== Dataset records ==
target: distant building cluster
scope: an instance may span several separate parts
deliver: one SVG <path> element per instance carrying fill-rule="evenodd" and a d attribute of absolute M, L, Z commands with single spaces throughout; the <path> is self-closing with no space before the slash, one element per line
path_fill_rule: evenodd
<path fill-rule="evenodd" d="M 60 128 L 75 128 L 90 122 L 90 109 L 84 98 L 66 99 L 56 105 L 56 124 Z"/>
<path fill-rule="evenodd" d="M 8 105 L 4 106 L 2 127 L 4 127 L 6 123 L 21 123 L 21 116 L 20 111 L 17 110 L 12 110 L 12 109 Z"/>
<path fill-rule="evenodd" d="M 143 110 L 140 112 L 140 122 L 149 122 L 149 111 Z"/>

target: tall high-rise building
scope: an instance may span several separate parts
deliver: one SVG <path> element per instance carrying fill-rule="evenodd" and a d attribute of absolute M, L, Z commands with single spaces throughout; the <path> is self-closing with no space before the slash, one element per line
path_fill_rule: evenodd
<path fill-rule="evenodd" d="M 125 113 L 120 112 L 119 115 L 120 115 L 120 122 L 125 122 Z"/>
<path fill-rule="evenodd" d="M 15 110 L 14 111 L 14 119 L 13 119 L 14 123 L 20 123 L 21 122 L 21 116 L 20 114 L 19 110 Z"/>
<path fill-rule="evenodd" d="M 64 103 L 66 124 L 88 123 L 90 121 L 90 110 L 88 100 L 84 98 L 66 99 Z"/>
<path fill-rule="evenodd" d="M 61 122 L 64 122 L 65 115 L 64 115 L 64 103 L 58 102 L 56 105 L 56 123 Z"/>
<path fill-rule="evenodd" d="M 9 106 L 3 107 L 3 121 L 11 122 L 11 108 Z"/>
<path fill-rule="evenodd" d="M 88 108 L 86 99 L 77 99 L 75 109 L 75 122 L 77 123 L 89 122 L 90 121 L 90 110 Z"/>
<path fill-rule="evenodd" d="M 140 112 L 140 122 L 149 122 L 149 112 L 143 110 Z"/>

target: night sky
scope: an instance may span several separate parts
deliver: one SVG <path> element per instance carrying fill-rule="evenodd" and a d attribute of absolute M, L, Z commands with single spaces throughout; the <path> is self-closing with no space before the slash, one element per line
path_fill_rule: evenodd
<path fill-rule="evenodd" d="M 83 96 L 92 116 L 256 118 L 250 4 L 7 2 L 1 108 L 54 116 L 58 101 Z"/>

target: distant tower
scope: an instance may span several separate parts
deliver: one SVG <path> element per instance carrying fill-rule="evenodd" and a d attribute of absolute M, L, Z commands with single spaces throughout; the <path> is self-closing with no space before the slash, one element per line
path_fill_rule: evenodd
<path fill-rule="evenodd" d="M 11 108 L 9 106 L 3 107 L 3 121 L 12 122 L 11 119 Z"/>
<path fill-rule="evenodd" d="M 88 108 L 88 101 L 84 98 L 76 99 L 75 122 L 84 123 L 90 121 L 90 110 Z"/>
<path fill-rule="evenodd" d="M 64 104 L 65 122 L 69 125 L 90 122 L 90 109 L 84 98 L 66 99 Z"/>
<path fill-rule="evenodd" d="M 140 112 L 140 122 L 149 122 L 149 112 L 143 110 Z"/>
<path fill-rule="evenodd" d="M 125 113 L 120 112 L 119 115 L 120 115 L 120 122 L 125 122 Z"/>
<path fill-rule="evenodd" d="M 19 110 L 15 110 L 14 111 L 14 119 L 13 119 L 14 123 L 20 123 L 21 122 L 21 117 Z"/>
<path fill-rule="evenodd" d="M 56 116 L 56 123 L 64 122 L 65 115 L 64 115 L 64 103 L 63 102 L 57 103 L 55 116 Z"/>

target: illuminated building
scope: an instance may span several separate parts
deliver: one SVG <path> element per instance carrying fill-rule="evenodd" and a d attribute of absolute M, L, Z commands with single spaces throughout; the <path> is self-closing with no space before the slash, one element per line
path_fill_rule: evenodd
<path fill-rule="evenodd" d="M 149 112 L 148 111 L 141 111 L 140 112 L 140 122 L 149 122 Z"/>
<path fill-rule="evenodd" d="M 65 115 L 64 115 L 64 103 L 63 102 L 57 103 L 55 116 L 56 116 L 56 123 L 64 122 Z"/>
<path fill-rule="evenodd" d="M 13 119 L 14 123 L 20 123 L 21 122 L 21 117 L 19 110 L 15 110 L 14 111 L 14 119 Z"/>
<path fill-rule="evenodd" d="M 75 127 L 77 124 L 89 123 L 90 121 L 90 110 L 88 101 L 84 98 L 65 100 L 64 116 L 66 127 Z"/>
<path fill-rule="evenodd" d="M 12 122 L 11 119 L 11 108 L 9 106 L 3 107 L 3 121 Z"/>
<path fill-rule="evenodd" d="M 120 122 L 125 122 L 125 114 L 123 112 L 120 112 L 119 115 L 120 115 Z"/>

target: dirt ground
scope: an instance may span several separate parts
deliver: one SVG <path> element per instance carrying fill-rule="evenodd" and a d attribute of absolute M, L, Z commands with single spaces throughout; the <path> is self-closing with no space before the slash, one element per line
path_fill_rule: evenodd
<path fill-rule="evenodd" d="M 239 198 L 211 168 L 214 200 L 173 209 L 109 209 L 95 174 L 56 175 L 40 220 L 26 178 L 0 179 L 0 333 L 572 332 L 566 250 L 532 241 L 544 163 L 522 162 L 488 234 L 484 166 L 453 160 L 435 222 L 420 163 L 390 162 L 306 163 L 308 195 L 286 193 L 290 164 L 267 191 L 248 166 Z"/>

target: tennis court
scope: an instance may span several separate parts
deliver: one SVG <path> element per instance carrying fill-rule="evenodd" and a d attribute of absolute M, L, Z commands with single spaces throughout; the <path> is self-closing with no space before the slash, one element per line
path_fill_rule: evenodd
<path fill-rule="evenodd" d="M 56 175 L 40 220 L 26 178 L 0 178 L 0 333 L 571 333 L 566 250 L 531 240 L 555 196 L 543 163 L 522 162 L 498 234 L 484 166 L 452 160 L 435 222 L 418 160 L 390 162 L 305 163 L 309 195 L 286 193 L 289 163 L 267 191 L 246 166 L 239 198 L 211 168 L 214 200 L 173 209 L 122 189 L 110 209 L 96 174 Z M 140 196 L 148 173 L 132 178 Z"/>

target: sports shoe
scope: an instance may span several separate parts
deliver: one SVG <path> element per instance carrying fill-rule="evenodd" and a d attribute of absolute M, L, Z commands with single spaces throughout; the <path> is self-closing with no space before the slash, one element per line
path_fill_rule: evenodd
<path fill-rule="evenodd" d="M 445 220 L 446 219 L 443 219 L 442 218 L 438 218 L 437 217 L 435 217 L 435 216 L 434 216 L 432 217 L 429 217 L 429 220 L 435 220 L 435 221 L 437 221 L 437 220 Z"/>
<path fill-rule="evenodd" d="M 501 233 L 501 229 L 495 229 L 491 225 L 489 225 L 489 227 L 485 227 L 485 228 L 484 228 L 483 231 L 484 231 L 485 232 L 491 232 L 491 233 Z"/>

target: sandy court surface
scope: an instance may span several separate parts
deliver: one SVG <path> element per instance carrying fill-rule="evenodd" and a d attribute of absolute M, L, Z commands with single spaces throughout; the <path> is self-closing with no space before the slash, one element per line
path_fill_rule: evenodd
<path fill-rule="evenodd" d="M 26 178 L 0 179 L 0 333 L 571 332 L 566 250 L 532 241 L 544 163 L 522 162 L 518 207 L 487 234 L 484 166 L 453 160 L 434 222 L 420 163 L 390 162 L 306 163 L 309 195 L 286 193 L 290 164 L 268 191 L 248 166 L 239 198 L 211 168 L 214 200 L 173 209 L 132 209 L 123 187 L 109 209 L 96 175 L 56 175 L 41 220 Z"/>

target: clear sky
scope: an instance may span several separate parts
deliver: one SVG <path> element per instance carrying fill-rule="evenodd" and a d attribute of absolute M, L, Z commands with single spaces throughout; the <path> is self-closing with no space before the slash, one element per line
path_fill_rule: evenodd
===
__Given task__. Copy the lines above character for character, covering the stretch from the line containing "target: tennis court" through the line containing "333 L 571 332", with both of those lines included.

__Output for this task__.
target: tennis court
scope: an instance may span several separate parts
deliver: one SVG <path> element per instance carrying fill-rule="evenodd" and a d attribute of absolute M, L, Z commands with single spaces throughout; the <path> is self-closing with no space before the slash, one element per line
path_fill_rule: evenodd
<path fill-rule="evenodd" d="M 56 175 L 40 220 L 26 178 L 0 178 L 0 333 L 571 333 L 566 250 L 531 240 L 555 196 L 543 163 L 522 162 L 498 234 L 484 166 L 452 160 L 435 222 L 418 160 L 390 162 L 305 163 L 309 195 L 286 193 L 289 163 L 267 191 L 246 166 L 239 198 L 211 168 L 214 200 L 173 209 L 122 189 L 110 209 L 96 174 Z M 140 196 L 148 173 L 132 178 Z"/>

target: sports shoe
scope: an instance may span several separate parts
deliver: one SVG <path> element per instance carrying fill-rule="evenodd" and a d attribute of absolute M, L, Z commands with single spaces throughout; the <path> is self-closing with no space before the slash, one element per line
path_fill_rule: evenodd
<path fill-rule="evenodd" d="M 445 220 L 446 219 L 443 219 L 442 218 L 438 218 L 437 217 L 435 217 L 435 216 L 434 216 L 432 217 L 429 217 L 429 220 L 435 220 L 435 221 L 437 221 L 437 220 Z"/>
<path fill-rule="evenodd" d="M 501 233 L 501 229 L 495 229 L 491 225 L 489 225 L 489 227 L 485 227 L 485 228 L 484 228 L 483 231 L 484 231 L 485 232 L 491 232 L 491 233 Z"/>

target: sandy court surface
scope: an instance may span several separate parts
deliver: one SVG <path> element per instance carrying fill-rule="evenodd" and a d attribute of absolute M, L, Z commands with single spaces throughout; the <path> is self-closing with no space before the slash, one element per line
path_fill_rule: evenodd
<path fill-rule="evenodd" d="M 26 178 L 0 179 L 0 333 L 571 332 L 566 250 L 532 241 L 544 163 L 522 162 L 518 207 L 487 234 L 484 166 L 453 160 L 434 222 L 420 163 L 390 162 L 306 163 L 309 195 L 286 193 L 290 164 L 268 191 L 248 166 L 239 198 L 211 168 L 214 200 L 173 209 L 132 209 L 123 187 L 109 209 L 96 175 L 56 175 L 41 220 Z"/>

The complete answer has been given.